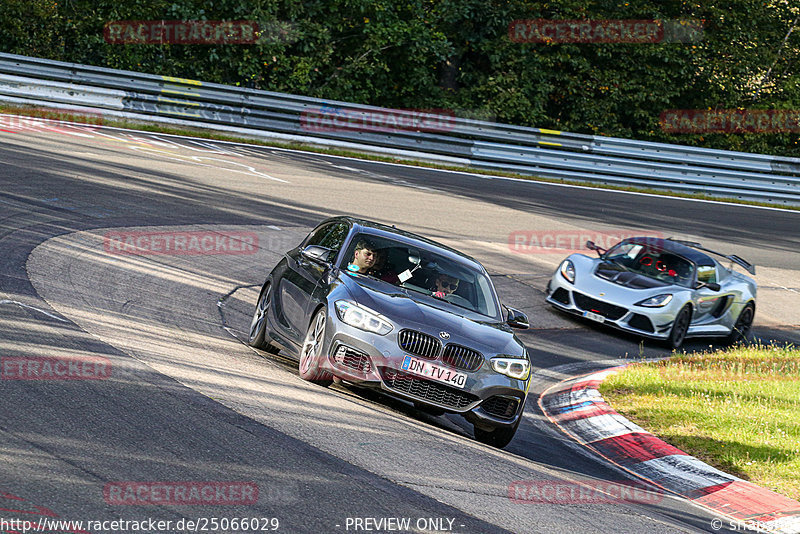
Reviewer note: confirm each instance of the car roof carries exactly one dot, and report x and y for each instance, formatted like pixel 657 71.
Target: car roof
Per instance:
pixel 691 254
pixel 382 230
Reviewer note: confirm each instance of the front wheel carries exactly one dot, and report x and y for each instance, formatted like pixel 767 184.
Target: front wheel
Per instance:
pixel 311 355
pixel 741 330
pixel 680 327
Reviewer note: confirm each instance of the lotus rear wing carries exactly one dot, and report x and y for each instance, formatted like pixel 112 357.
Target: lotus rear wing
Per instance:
pixel 746 265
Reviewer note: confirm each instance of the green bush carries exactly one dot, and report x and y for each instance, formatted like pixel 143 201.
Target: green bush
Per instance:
pixel 457 54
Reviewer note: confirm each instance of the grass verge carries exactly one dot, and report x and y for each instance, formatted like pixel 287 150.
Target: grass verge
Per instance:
pixel 31 111
pixel 735 409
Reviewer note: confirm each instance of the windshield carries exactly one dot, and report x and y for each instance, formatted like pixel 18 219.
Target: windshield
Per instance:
pixel 422 271
pixel 652 262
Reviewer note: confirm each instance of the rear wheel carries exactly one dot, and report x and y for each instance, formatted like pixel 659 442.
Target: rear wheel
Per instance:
pixel 499 437
pixel 680 327
pixel 311 356
pixel 741 330
pixel 258 326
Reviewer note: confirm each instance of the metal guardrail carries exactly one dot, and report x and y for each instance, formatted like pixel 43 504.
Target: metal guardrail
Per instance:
pixel 475 143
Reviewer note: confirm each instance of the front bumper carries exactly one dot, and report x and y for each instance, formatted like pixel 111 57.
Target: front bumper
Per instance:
pixel 653 323
pixel 488 399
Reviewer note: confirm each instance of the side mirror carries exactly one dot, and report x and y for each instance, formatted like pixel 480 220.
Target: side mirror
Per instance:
pixel 316 253
pixel 517 319
pixel 713 286
pixel 591 246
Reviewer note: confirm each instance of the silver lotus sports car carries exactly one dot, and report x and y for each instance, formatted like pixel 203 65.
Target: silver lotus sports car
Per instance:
pixel 658 288
pixel 374 306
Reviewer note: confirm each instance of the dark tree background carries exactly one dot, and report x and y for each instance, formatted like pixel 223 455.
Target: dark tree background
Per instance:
pixel 457 54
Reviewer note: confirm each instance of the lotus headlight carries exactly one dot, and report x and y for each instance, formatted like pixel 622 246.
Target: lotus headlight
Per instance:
pixel 518 368
pixel 568 271
pixel 656 302
pixel 362 317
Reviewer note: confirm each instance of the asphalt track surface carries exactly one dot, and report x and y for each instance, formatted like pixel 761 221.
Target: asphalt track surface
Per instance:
pixel 188 401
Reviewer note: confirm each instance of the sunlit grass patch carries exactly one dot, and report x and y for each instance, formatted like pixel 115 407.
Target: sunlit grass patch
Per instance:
pixel 738 409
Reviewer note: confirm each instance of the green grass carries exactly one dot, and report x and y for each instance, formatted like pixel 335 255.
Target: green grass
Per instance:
pixel 737 409
pixel 208 134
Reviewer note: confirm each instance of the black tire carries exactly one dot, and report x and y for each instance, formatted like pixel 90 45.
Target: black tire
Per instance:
pixel 311 356
pixel 258 325
pixel 680 326
pixel 499 437
pixel 741 330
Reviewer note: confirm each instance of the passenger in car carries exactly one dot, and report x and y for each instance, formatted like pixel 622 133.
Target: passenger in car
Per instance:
pixel 444 285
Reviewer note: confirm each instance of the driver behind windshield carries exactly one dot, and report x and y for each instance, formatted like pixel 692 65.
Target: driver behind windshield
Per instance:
pixel 364 257
pixel 444 285
pixel 369 260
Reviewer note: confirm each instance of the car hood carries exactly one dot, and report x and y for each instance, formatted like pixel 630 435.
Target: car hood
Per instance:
pixel 588 282
pixel 407 309
pixel 617 274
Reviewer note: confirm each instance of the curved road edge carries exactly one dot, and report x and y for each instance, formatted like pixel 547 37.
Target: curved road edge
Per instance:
pixel 576 407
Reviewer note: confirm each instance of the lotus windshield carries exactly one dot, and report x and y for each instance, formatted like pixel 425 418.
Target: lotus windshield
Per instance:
pixel 422 271
pixel 652 262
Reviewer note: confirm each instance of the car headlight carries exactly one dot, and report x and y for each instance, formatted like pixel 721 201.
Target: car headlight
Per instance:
pixel 656 302
pixel 362 317
pixel 568 271
pixel 518 368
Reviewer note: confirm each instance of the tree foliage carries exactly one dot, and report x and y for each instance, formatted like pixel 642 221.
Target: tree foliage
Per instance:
pixel 457 54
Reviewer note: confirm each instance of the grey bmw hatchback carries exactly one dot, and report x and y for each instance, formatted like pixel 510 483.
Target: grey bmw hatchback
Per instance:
pixel 367 304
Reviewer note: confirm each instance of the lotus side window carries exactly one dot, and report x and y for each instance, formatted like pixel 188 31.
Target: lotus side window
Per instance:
pixel 707 274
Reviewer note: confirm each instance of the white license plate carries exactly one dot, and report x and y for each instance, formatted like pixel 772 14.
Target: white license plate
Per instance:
pixel 434 372
pixel 594 317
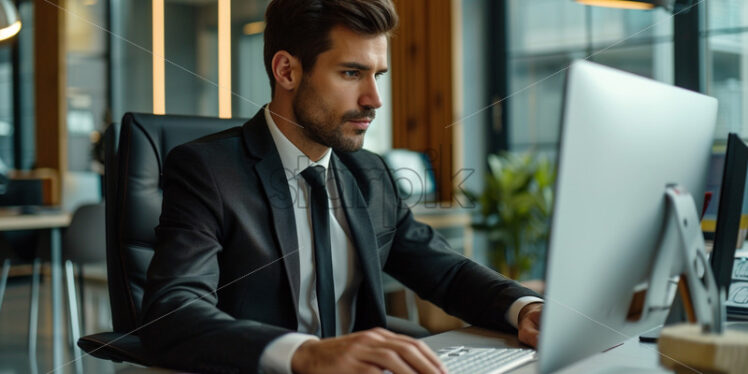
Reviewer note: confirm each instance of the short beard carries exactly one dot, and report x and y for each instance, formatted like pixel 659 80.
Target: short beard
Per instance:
pixel 321 126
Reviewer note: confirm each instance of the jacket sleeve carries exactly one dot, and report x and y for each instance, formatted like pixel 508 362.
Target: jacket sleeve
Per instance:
pixel 422 260
pixel 182 326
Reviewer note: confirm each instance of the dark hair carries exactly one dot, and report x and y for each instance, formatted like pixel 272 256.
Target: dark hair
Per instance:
pixel 302 27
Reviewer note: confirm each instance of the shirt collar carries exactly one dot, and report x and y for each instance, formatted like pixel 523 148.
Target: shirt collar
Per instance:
pixel 294 160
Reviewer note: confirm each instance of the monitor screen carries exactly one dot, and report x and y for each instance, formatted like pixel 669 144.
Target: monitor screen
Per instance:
pixel 730 231
pixel 624 140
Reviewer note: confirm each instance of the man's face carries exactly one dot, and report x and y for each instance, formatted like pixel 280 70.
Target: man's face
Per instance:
pixel 336 100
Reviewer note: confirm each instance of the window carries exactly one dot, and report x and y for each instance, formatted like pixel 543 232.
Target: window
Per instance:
pixel 546 35
pixel 724 67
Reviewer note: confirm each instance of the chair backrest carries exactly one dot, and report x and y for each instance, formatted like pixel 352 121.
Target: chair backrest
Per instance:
pixel 134 160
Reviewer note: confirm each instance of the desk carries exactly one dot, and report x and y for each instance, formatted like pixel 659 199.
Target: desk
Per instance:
pixel 631 357
pixel 52 220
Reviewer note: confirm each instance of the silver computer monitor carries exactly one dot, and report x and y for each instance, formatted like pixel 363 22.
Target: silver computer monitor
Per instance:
pixel 624 138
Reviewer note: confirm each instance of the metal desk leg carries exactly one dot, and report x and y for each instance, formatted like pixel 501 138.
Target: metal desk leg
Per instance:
pixel 57 330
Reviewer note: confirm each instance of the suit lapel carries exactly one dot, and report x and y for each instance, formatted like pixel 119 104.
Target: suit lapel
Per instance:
pixel 364 240
pixel 269 168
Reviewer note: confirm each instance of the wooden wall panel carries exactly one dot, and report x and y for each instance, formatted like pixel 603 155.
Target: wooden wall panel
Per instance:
pixel 422 101
pixel 50 86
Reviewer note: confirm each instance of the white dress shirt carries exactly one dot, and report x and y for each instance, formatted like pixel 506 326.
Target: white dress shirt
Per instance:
pixel 346 273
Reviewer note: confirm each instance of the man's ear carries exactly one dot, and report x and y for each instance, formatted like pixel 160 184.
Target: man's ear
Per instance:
pixel 286 70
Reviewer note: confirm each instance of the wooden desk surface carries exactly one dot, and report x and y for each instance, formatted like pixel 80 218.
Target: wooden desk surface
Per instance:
pixel 12 219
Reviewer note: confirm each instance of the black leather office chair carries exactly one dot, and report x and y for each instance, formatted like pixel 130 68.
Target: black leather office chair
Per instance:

=-=-=

WRITTEN TASK -
Give the lines of the items above as a Markdown table with two columns, Row for a running number and Line for the line itself, leaving out any blank lines. Begin at the line that contains "Reviewer note: confirm each instance of the grass" and stop after the line that contains "pixel 374 306".

ANSWER TO THE EXERCISE -
| Row | Line |
|---|---|
| 1 | Reviewer note: confirm each instance of the grass verge carries exactly one dot, and report x and y for each instance, formatted like pixel 287 150. |
| 2 | Target: grass verge |
| 3 | Per instance: |
| 4 | pixel 31 111 |
| 5 | pixel 735 409 |
| 6 | Reviewer note: confirm each instance of the windshield carries exactly one dot, and report x and y for each instance, formatted like pixel 18 219. |
| 7 | Target: windshield |
| 8 | Per instance: |
| 9 | pixel 422 271 |
| 10 | pixel 652 262 |
| 11 | Reviewer note: confirm each instance of the rear wheel carries exactly one dot, and report x and y for each instance, formatted like pixel 659 442. |
| 12 | Target: rear wheel |
| 13 | Per instance: |
| 14 | pixel 499 437 |
| 15 | pixel 680 327 |
| 16 | pixel 311 356 |
| 17 | pixel 741 330 |
| 18 | pixel 258 326 |
| 19 | Reviewer note: confirm each instance of the metal guardrail carries exactly one dot, and report x and y for each instance, formatted like pixel 43 504. |
| 20 | Target: metal guardrail |
| 21 | Per instance: |
| 22 | pixel 475 143 |
| 23 | Reviewer note: confirm each instance of the front bumper carries exactly one dot, and report x and y for each instance, formatted like pixel 111 57. |
| 24 | Target: front bumper |
| 25 | Per instance: |
| 26 | pixel 653 323 |
| 27 | pixel 488 399 |
| 28 | Reviewer note: confirm each instance of the side mirror carries exactly one dot, and report x and y for each instance, formatted like pixel 480 220. |
| 29 | Target: side mirror |
| 30 | Per instance: |
| 31 | pixel 316 253 |
| 32 | pixel 517 319 |
| 33 | pixel 713 286 |
| 34 | pixel 591 246 |
| 35 | Reviewer note: confirm each instance of the silver lotus sports car carries exactly one dot, and report x and y for each instance, formatted like pixel 203 65. |
| 36 | Target: silver lotus sports car |
| 37 | Per instance: |
| 38 | pixel 658 288 |
| 39 | pixel 374 306 |